» **Work to be completed**
Copy out exactly the lines from the one containing "Category: corner of wall" to the end of the records below, both included, and nothing else.

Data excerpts
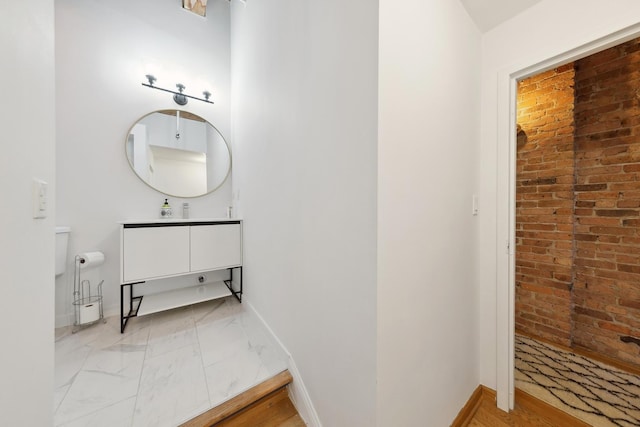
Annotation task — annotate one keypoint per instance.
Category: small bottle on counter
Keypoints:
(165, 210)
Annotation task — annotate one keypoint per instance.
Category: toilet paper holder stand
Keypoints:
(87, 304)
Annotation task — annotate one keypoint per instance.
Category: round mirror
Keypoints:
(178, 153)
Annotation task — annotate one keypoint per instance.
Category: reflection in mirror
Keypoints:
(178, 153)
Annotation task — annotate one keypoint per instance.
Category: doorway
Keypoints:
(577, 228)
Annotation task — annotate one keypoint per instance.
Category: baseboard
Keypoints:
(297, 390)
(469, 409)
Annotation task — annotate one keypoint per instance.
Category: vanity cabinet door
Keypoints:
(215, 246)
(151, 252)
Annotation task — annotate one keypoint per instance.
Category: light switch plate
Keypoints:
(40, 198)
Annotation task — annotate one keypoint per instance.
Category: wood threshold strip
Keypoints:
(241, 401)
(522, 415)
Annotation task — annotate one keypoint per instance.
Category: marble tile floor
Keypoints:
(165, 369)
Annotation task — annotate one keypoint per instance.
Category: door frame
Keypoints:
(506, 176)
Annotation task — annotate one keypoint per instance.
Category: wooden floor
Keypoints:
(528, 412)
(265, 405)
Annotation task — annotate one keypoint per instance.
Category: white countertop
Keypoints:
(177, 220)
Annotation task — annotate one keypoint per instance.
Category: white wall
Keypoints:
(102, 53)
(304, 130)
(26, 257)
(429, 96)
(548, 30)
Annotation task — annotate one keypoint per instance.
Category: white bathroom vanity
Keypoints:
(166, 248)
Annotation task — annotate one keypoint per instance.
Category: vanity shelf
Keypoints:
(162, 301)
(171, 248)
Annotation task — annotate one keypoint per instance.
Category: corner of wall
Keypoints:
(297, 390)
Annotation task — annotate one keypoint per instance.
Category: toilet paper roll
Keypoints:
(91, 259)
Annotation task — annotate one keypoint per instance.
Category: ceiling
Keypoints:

» **Task solution**
Category: corner of wall
Keypoints:
(297, 390)
Annotation task — annotate one keypoint per instance.
Category: toilet paper roll
Keypoints:
(91, 259)
Annotation task — annotate one keypoint per instance.
Category: ceiling
Keypoints:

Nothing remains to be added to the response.